■ Given request a: List every hockey player the piece on Toronto mayors and Leafs players names as playing for the Leafs.

■ Reading text:
□ □ □ □

Okay, I never saw Kennedy play—I’m not that old—but many hockey historians consider him the greatest Leaf ever. Captain for eight years, “Teeder” helped the team win the Stanley Cup five times and was the last Leaf to win the Hart Memorial Trophy as the league’s most valuable player. Mayor from 1972 to 1978, Crombie led a reform council that left a legacy the city has coasted on for decades. We still remember him fondly as Toronto’s Tiny Perfect Mayor.

* John Sewell = Frank Mahovlich

A big, supremely talented player, the Big M helped the Leafs win the Stanley Cup four times. And yet, management mistreated him and fans booed him. Sewell had been a smart and scrappy activist alderman, but after he had the temerity to suggest Toronto cops were anything less than tops, he lasted just one term as a bike-riding, rights-defending mayor. Pearls before swine, I guess.

* Art Eggleton = Inge Hammerstrom

An ineffectual player, Hammerstrom could, according to owner Harold Ballard, “go into the corners with eggs in his pockets and not break one of them.” Eggleton was equally ineffectual. Unfortunately, he lasted longer as mayor than the Swedish winger lasted as a Leaf—and a lot of things broke in Toronto while he was in office.

The Other Swede

* June Rowlands = Tie Domi

A classic NHL goon, Domi served as Leaf enforcer. Rowlands ran for mayor on a law and order platform, but is best remembered for banning the Barenaked Ladies, an innocuous Scarborough pop group, from performing at Nathan Phillips Square. While both Domi and Rowlands were embarrassing, the big difference between the two was that Domi was, inexplicably, wildly popular in Toronto.

□ □ □ □

■ Given request b: Copy the position identification rows word for word, beginning at the line that contains "Exercise. Identify the dirt" and continuing through the last row.

[Position identification records]
□ □ □ □

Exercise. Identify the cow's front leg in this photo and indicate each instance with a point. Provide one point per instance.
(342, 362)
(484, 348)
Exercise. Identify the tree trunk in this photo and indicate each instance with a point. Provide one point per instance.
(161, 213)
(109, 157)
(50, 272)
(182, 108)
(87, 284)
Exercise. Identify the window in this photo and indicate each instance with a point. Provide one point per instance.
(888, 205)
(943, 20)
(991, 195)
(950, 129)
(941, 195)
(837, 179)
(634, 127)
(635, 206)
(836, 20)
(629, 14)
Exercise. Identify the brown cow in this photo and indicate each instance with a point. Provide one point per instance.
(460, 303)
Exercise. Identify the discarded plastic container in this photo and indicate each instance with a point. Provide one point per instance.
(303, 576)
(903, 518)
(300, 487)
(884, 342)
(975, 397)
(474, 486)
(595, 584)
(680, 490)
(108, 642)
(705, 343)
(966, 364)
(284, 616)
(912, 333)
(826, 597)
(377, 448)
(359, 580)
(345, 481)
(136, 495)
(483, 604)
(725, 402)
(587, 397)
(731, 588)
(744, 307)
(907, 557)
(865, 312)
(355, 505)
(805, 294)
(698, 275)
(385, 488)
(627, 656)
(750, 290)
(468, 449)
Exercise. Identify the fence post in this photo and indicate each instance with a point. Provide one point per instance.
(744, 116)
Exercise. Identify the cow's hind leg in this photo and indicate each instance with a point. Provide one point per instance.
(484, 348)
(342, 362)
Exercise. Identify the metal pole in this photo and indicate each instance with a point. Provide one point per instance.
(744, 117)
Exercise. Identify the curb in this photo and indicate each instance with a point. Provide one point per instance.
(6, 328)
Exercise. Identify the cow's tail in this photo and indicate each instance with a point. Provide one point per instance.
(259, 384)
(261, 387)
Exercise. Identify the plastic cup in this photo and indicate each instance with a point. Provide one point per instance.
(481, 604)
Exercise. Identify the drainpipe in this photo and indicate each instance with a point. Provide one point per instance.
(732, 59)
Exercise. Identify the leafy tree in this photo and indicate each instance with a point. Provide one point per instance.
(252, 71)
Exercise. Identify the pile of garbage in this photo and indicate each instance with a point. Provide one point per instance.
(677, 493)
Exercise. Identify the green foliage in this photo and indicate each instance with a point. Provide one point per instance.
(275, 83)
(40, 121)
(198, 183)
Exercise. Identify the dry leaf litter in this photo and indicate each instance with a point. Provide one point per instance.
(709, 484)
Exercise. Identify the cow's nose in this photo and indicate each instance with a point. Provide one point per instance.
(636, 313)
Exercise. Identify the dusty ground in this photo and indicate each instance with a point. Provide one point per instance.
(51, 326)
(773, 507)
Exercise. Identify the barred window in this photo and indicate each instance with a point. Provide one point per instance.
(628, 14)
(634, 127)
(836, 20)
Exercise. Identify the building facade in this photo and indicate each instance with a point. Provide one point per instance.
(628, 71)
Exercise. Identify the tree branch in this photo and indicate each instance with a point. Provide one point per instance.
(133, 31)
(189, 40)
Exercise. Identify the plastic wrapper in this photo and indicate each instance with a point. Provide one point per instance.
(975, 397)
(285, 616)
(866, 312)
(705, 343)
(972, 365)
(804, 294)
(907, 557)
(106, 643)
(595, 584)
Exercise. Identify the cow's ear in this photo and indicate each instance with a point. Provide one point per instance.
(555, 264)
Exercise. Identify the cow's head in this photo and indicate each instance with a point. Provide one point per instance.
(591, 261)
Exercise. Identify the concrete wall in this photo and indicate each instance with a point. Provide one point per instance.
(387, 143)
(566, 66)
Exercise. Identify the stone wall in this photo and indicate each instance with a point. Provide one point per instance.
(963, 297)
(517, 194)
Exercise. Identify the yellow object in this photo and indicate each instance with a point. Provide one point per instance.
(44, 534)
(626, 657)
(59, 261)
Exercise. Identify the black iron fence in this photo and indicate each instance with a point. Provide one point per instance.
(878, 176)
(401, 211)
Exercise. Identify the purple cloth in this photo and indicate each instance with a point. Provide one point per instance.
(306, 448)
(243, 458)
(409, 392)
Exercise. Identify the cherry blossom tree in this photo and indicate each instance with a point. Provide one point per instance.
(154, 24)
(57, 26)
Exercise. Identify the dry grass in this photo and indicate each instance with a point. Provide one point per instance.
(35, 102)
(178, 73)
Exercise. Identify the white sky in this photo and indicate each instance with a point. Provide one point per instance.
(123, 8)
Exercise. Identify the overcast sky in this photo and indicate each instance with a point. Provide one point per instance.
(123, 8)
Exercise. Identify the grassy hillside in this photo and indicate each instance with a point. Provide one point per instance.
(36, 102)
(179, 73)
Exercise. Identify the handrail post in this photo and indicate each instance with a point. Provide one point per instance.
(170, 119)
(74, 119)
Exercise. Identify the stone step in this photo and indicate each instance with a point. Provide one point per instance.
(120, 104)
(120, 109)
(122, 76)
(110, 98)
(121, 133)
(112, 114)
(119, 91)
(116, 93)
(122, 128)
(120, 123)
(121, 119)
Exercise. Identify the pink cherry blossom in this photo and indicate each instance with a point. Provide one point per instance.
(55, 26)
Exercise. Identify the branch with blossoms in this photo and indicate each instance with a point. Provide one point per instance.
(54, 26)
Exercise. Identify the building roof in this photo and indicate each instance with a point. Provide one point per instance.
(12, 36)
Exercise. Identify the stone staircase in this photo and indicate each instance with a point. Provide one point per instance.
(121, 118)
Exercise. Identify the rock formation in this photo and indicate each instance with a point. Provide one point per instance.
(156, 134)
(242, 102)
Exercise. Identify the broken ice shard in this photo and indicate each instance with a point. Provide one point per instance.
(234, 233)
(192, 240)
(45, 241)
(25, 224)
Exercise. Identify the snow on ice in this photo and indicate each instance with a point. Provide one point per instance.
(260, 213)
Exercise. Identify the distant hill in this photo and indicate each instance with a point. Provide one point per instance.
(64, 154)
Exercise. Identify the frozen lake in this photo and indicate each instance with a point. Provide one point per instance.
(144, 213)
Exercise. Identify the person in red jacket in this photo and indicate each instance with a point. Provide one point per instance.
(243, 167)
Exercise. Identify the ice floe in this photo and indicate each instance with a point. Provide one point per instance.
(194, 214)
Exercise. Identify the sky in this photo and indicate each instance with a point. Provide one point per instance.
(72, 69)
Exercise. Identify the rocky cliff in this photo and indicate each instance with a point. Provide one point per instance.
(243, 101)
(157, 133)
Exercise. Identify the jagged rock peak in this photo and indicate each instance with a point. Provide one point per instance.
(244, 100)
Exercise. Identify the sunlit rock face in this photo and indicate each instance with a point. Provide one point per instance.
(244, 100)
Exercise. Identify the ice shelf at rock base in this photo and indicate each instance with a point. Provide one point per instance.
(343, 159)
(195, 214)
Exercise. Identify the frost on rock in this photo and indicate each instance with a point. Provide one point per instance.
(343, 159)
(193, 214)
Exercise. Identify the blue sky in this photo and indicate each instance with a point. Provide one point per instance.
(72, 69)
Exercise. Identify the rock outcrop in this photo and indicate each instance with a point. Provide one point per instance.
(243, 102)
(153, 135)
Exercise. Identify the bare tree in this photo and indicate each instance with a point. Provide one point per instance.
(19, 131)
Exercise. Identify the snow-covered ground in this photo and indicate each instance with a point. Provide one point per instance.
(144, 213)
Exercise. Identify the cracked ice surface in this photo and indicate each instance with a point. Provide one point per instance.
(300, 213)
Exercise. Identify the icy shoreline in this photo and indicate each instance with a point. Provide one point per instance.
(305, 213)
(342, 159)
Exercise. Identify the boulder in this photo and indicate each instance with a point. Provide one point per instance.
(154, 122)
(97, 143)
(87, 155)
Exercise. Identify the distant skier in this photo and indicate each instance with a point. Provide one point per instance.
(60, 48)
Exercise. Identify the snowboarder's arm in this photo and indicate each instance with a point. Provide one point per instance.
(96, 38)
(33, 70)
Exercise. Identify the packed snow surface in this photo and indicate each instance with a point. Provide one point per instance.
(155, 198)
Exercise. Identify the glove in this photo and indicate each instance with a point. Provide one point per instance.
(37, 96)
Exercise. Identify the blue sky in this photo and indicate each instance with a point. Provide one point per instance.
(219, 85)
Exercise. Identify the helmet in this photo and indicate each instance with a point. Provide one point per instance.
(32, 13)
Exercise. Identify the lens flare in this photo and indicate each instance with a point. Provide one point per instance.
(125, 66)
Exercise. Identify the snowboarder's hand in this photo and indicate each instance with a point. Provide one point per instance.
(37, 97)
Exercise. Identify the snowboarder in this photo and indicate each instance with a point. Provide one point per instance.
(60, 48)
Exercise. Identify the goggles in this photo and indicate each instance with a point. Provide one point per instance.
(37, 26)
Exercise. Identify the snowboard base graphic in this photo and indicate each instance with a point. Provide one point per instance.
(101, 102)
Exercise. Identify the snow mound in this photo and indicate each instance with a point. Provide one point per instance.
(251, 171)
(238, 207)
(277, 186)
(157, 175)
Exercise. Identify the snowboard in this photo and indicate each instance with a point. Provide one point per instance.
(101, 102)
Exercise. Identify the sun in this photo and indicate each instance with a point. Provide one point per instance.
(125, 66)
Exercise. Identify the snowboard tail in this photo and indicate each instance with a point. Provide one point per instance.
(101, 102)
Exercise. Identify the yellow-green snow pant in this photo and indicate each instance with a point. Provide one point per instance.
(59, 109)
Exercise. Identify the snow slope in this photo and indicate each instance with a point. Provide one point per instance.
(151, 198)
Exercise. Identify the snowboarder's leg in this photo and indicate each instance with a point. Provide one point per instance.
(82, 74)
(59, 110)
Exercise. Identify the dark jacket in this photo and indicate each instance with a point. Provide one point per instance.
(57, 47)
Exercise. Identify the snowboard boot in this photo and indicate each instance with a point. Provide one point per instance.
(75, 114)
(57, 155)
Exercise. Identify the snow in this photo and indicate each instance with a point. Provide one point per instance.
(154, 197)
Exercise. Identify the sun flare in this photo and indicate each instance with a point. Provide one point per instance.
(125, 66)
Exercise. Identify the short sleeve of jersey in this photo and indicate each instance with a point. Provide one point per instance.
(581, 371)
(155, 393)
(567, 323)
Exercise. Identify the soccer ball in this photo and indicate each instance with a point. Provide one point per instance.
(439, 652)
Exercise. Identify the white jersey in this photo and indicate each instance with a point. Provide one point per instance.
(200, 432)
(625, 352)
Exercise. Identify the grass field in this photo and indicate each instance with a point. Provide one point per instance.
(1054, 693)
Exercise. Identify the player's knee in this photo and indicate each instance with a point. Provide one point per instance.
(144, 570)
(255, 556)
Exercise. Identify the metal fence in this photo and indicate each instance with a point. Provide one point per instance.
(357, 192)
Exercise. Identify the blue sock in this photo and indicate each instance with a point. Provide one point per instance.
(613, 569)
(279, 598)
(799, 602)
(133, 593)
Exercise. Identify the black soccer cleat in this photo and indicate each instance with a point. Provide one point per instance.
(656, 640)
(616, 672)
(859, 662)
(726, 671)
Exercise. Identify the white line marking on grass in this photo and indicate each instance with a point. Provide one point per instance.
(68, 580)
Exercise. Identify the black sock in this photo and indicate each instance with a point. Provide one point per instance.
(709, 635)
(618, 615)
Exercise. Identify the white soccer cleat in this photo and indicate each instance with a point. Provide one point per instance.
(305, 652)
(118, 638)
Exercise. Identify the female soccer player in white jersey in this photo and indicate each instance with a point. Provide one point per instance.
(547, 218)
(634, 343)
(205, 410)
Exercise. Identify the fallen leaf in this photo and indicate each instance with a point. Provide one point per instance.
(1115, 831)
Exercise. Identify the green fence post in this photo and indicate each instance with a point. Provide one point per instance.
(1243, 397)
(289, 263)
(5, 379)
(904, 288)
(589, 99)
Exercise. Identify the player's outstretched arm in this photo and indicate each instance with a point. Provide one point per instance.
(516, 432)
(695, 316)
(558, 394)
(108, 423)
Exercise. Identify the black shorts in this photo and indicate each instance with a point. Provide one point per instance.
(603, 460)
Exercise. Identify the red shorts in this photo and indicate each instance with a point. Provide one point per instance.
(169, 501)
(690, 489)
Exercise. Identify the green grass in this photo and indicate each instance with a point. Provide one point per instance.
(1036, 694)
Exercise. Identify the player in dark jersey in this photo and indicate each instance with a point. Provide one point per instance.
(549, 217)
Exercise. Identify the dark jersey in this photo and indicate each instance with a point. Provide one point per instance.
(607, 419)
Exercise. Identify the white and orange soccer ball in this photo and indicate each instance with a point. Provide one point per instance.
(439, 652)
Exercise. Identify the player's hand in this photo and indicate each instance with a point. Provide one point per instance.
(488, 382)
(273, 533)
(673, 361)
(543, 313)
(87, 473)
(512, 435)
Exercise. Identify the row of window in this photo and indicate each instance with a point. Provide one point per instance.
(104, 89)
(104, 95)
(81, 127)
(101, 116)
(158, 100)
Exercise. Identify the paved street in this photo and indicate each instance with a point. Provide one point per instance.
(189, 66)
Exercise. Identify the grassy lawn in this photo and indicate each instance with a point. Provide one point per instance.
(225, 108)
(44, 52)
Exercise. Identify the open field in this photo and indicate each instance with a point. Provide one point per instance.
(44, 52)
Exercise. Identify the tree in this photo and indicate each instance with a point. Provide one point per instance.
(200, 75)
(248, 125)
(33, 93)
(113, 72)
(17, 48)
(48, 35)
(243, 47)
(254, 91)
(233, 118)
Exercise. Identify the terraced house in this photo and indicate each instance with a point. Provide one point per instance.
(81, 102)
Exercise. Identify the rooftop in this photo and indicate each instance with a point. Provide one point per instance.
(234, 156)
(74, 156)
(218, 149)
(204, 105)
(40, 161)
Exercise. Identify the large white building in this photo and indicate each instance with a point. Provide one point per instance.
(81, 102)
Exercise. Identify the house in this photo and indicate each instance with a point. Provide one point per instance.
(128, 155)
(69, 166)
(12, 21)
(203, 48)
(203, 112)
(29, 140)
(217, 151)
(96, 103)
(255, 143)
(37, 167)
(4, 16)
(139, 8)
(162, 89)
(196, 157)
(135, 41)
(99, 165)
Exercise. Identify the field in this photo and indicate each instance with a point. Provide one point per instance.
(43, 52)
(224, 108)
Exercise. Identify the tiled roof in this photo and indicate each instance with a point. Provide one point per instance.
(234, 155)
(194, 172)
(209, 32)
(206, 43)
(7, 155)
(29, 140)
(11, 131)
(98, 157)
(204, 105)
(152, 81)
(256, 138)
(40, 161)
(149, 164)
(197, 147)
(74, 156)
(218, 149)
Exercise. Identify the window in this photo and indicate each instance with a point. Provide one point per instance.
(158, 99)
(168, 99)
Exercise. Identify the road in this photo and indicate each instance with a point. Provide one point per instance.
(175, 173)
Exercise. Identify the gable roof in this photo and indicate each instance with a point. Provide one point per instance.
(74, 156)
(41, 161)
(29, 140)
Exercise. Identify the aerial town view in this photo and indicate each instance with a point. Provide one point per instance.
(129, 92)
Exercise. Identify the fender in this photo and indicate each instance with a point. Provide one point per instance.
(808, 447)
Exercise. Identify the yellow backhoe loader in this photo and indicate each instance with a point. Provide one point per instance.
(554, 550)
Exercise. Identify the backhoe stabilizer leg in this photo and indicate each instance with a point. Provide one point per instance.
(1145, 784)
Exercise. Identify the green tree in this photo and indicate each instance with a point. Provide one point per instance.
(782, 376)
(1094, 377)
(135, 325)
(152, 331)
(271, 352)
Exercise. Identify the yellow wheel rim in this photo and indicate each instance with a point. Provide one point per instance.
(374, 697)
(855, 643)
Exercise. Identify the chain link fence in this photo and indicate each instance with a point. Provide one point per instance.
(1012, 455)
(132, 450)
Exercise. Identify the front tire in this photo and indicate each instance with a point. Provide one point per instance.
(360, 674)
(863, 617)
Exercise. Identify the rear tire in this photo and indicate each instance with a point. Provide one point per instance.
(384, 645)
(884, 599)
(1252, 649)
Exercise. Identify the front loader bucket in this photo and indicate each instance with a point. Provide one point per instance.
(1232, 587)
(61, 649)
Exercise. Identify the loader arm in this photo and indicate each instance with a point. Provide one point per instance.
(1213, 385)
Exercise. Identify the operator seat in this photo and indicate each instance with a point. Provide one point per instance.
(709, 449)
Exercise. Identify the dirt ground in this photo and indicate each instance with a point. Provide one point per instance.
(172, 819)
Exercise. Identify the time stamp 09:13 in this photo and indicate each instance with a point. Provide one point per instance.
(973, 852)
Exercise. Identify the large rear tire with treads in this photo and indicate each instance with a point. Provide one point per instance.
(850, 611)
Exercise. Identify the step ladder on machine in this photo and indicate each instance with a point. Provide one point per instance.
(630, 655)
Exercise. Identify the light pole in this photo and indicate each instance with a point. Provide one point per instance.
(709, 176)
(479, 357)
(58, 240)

□ □ □ □

■ Final answer a: Kennedy ("Teeder"), Frank Mahovlich, Inge Hammerstrom, Tie Domi

■ Final answer b:
Exercise. Identify the dirt ground in this photo and indicate each instance with a point. Provide one point per instance.
(172, 819)
Exercise. Identify the time stamp 09:13 in this photo and indicate each instance with a point. Provide one point per instance.
(973, 852)
Exercise. Identify the large rear tire with treads in this photo and indicate each instance with a point. Provide one point per instance.
(850, 611)
Exercise. Identify the step ladder on machine in this photo and indicate each instance with a point. Provide one point per instance.
(630, 655)
Exercise. Identify the light pole in this photo and indicate each instance with a point. Provide one point per instance.
(709, 176)
(479, 357)
(58, 240)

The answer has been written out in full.